Page excerpt:
The date of its foundation is the year 1147. Moscow began to rise in the 14th
century. Under Ivan III the Great, in the mid- fifteenth century, Moscow became
the principal city of the state of Muscovy. Nowadays Moscow is the largest city
of Russia. It is a political, administrative, economic, industrial, educational
and cultural centre of the country.
- Are there many educational
institutions in Moscow?
- Moscow has a large concentration
of educational institutions. Its centres of higher education draw students from
throughout Russia. Moscow State University is the leading educational
institution. The city's many specialized educational institutions include the
Moscow Timiryazev Academy of Agriculture and the Moscow Tchaikovsky State
Conservatory.
- Where is the growth of Moscow
evident?
- It is possible to trace successive
epochs of its development by the Boulevard Ring and the Garden Ring - both following
the line of former fortifications - the Moscow Little Ring Railway, and the
Moscow Ring Road. They facilitate suburban commuter traffic.
- What is located beyond the Garden
Ring?
- Beyond the Garden Ring is a middle
zone dominated by 18th and 19th-century developments; many factories, railway
stations and freight yards are located there. Since 1960 extensive urban
renewal has occurred, producing neighbourhoods of high-rise apartment
buildings.
- Is public transportation well
developed in Moscow?
- Yes, it is. Muscovites heavily
rely on public transportation provided by the Metropolitan (Metro) subway,
buses, street cars, and trolleybuses.
- What is the centre of the city?
- The Kremlin is the centre of the
city. It is the historical heart of Moscow. Its redbrick walls and towers were
erected at the end of the 15th century. The former Senate building, the Kremlin
Great Palace, and the modern Palace of Congresses are located within the walls
of the Kremlin. The white bell tower of Ivan III the Great, the Armoury Museum,
and the Arsenal are grouped around Cathedral Square. The Kremlin contains
several cathedrals designed by Italian architects in a style combining
Renaissance details with Russian architectural tradition.
- What is the ceremonial centre of
Moscow?
- Red Square is the ceremonial
centre of the capital.
- What is located at the ends of Red
Square?
- The State Historical Museum closes
off the northern end of the square. The Church of the Intercession, or Cathedral
of St. Basil the Blessed, is situated at the southern end of the square. It was
built for Tsar Ivan IV the Terrible from 1554 to 1560 by the architects Barma
and Postnik. The Cathedral is the final expression of pure Russian
architectural fantasy in which Byzantine elements detached from their original
meaning, were multiplied in unbelievable extravagance.
- What Moscow theatres and art
galleries are world-known?
- The State Academic Bolshoi
Theatre, Mali Theatre, and Moscow Art Theatre are world-known. Of the many
museums and galleries, the State Pushkin Museum of Fine Arts and the State
Tretyakov Gallery are especially notable.
- What do you know about St.
Petersburg?
- St. Petersburg is one of the most
beautiful cities of Europe. It has played an important role in Russian history.
Founded by Peter I in 1703 it was the capital of the Russian Empire for two
centuries. St. Petersburg was the scene of two revolutions. During World War II
the city was besieged. The modern city is important as a cultural and
industrial centre and as the nation's largest seaport.

What to work on:
- 1) Summarize the text about Moscow in three sentences.
- 2) Continue the text about Moscow from where it stops.
The records that come next are separate material and are not part of the text about Moscow.

Stored rows:
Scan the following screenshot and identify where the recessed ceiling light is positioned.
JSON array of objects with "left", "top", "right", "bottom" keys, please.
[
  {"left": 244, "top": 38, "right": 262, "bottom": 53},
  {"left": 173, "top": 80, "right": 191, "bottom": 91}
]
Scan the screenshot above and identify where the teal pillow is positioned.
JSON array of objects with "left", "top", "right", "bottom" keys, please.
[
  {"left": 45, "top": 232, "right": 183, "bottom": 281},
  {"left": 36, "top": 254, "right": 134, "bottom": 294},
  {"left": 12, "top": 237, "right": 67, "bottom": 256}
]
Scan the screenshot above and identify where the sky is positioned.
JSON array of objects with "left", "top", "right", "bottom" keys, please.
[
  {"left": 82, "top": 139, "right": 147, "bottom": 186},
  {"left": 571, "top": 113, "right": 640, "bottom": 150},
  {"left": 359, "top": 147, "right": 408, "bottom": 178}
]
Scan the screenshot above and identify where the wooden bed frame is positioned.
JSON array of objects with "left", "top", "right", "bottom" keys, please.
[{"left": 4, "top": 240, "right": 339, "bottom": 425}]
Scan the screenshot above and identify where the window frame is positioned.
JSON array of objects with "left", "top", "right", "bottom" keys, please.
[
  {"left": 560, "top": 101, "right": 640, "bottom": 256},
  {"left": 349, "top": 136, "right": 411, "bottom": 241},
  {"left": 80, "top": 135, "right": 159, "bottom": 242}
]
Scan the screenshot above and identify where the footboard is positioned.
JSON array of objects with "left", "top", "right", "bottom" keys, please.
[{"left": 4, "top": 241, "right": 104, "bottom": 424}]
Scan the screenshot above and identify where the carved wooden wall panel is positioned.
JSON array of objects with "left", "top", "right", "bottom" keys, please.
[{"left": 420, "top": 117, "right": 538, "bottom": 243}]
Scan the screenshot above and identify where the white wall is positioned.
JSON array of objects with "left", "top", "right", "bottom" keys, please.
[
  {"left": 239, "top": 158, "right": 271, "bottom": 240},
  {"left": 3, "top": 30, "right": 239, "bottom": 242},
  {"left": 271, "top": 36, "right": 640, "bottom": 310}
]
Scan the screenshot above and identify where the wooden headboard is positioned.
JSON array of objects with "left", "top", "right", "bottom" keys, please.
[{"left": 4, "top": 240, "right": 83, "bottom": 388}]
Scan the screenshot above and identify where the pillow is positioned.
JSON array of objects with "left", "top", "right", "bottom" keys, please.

Results in order:
- 1) Founded in 1147, Moscow began to rise in the 14th century and is now Russia's largest city and its political, economic and cultural centre, with many educational institutions led by Moscow State University. Successive epochs of its growth can be traced through its rings, from the Boulevard Ring and Garden Ring to the Moscow Ring Road, while the Kremlin is its historical heart and Red Square, closed off by the State Historical Museum and St. Basil's Cathedral, is its ceremonial centre. The city has world-known theatres and notable galleries, and St. Petersburg, founded by Peter I in 1703, was the capital of the Russian Empire for two centuries and is now the nation's largest seaport.

- 2)
- Is St. Petersburg the city of rich
cultural traditions!
- St. Petersburg developed as a city
of culture. There are a lot of theatres there. The Mariinsky Theatre has long
enjoyed an international reputation, and its resident company is frequently on
tour abroad. Other important theatres are the Mali, Gorky, Pushkin, and Musical
Comedy theatres. Famous museums include the Hermitage and the State Russian
Museum.
- What is your favourite St.
Petersburg museum?
- The Hermitage is my favourite
museum. It was founded in 1764 by Catherine the Great as a court museum. Under
Nicholas I the Hermitage was reconstructed. It was opened to the public in
1852. After the October Revolution of 1917, the imperial collections became
public property. The Hermitage has a rich collection of western European
painting since the Middle Ages, including many masterpieces by Renaissance
Italian and Baroque Dutch, Flemish, and French painters. Russian art is well
represented. The Hermitage also has extensive holdings of Oriental art.
- Are there any other Russian cities
of historic importance?
- Yes, there are. Vladimir, Suzdal,
Yaroslavl played a very important role in the making of our state.
- What can you say about Vladimir?
- The city of Vladimir was founded
in 1108 by Vladimir II Monomakh, grand prince of Kiev. In 1157 Prince Andrew
Bogolyubsky moved his capital there from Kiev. The city suffered several
Mongols attacks. In the 15th century it became a minor local centre. Today the
city is proud of some superb examples of early Russian architecture. Especially
noteworthy among these are the Kremlin; the Cathedral of the Assumption, built
in 1158; the triumphal Golden Gate of 1158, restored under Catherine II. The
Great; and the Cathedral of St. Dmitry.
- How did Suzdal develop?
- During the 12th to 14th centuries
Suzdal principality achieved great political and economic importance. It became
prominent during the reign of Andrew Bogolyubsky, who transferred the title of
"grand prince" from Kiev to Suzdal, then to Vladimir. He and his
brother and successor, Vsevolod III, organized a strong monarchical political
system and, as rulers of the Grand Principality of Vladimir, became the most
powerful of the Russian princes. They encouraged their subordinate princes to
develop the principality and build churches, palaces, and new cities.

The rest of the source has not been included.